[Begin DATA SHOWN]
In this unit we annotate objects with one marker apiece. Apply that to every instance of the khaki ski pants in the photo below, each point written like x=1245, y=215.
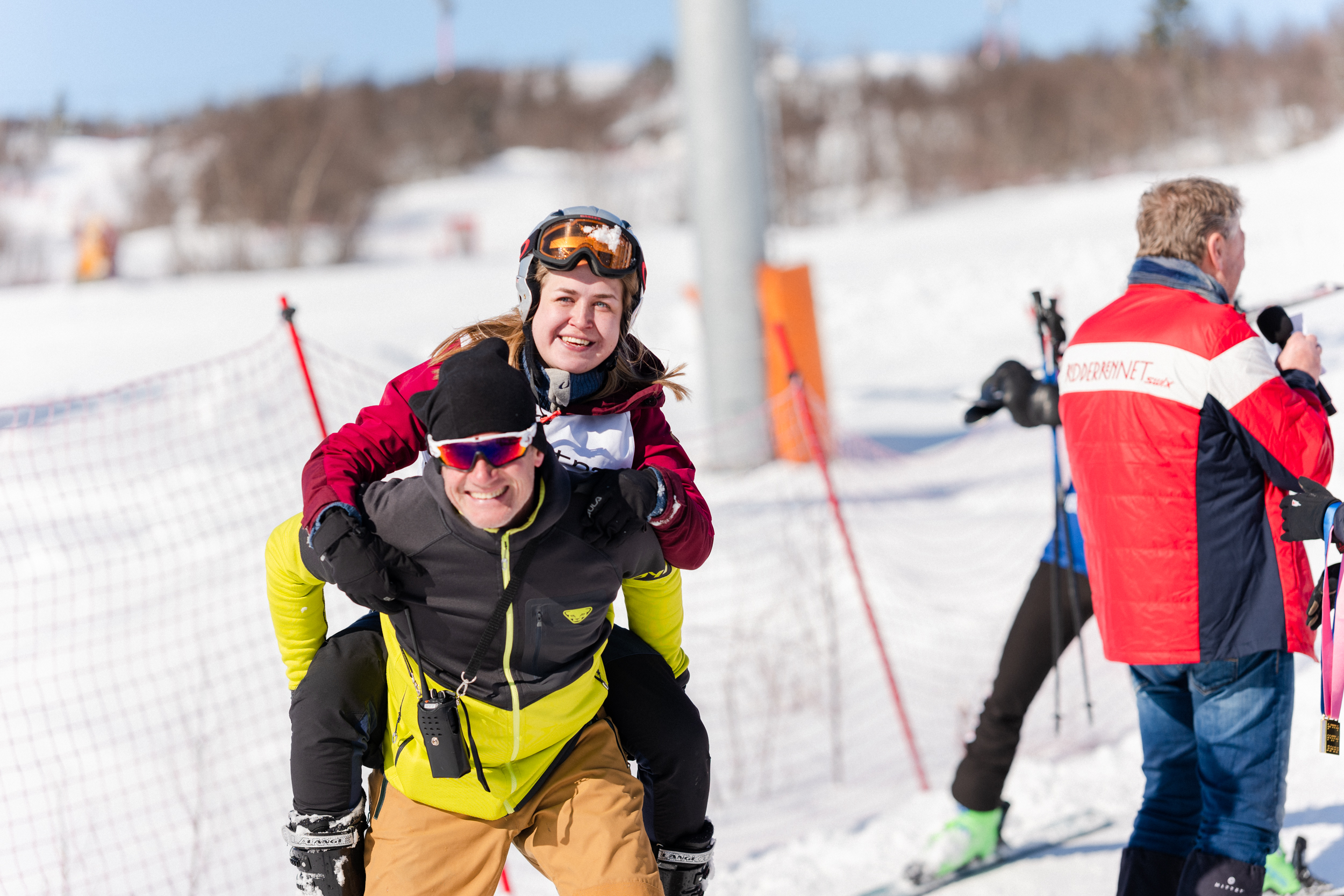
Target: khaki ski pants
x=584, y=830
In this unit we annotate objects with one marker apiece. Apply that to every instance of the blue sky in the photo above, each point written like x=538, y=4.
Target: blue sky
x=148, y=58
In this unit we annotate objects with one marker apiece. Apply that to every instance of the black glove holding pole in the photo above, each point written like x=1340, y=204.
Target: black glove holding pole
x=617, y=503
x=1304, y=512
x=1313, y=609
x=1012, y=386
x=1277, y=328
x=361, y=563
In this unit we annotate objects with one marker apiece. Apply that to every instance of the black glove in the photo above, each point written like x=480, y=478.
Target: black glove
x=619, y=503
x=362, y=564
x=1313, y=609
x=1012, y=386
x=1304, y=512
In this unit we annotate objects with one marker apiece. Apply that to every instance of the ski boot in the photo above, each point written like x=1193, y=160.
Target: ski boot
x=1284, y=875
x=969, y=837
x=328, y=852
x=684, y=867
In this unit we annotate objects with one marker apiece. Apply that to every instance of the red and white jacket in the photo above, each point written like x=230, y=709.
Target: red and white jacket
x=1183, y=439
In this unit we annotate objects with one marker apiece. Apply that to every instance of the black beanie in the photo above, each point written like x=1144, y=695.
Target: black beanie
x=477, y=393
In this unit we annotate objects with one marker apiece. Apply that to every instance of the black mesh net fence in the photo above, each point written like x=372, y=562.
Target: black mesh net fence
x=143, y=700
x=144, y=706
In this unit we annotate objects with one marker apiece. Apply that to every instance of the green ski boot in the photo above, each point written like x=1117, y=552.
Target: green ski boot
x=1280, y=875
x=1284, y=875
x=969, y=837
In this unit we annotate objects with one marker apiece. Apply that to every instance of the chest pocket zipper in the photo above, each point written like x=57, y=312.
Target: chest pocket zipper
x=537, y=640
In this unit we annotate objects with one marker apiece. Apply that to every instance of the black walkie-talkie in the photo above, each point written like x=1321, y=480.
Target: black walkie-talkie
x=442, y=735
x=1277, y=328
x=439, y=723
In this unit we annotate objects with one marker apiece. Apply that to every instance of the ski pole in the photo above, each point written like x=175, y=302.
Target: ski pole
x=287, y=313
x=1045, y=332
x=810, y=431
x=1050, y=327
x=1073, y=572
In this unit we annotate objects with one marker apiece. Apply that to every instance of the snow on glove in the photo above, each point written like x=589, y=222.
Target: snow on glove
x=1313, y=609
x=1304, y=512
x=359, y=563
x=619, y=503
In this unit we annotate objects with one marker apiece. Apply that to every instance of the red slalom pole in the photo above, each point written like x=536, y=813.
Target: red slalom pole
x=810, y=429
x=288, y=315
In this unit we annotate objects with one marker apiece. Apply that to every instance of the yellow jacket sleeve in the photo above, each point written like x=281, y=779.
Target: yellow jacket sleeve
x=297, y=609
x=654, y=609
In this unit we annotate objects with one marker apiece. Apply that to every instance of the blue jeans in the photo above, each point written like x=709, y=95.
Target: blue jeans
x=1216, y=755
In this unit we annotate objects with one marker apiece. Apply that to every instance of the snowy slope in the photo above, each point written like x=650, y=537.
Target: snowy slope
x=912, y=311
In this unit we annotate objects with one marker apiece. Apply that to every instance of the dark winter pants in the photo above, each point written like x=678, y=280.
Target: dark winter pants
[End DATA SHOWN]
[Begin DATA SHOWN]
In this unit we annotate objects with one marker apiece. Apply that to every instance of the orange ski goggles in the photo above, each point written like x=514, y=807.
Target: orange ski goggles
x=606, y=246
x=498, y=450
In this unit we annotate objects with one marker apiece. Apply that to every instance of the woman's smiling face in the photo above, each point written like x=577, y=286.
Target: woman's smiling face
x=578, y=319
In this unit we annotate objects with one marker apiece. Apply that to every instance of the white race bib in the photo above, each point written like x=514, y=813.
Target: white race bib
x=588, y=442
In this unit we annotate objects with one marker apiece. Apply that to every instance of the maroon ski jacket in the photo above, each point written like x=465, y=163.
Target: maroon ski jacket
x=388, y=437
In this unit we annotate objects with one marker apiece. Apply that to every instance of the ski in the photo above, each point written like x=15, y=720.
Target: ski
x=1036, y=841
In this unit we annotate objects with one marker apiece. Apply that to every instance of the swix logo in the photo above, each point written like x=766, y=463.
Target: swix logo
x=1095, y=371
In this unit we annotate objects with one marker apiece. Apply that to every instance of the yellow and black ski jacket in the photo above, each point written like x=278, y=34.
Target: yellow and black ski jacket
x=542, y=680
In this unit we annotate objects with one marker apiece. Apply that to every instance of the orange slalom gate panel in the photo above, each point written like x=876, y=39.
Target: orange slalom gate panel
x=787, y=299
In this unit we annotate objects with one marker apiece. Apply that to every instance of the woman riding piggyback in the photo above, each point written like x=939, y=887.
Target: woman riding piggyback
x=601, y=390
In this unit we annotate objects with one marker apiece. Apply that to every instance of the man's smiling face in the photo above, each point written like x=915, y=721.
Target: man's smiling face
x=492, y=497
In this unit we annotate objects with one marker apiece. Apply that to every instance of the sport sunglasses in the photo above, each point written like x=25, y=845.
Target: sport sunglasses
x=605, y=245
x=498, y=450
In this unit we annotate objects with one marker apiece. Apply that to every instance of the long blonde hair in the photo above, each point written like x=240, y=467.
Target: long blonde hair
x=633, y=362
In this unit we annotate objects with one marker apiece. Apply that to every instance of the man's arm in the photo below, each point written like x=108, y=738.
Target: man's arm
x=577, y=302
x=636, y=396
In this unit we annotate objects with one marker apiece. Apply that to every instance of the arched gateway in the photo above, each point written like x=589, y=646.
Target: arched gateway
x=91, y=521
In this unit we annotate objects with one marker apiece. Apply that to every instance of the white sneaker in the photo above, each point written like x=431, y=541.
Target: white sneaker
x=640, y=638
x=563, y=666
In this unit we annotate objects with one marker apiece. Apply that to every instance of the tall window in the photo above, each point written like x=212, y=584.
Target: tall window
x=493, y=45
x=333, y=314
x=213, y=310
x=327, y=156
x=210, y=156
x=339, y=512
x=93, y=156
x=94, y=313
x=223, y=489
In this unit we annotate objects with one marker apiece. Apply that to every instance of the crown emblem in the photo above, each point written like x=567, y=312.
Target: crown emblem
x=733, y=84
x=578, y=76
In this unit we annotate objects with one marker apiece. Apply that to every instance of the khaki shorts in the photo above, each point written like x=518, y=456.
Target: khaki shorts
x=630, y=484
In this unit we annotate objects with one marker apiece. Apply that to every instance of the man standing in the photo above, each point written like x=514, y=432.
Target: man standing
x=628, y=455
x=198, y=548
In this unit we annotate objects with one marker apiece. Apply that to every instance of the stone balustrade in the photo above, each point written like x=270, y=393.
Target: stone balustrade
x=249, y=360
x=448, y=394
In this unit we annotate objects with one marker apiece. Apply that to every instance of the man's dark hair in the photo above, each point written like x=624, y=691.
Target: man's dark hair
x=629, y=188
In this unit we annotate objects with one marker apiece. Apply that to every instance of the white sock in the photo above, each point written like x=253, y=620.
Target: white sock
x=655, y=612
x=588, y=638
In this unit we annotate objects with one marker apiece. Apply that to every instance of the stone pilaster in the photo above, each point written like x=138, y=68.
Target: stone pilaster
[End DATA SHOWN]
» SET TASK:
Starting with the line containing "like x=1340, y=204." and going on through the line containing "x=361, y=563", recast those lines from the entries above as a numbered list, leaving out any blank lines.

» TASK ANSWER:
1. In this unit we annotate objects with one marker apiece. Apply that to every instance of the black glove holding pole in the photo above, each point written like x=1340, y=204.
2. Target: black glove holding pole
3. x=617, y=503
4. x=1304, y=512
5. x=1313, y=609
6. x=1012, y=386
7. x=1277, y=328
8. x=361, y=563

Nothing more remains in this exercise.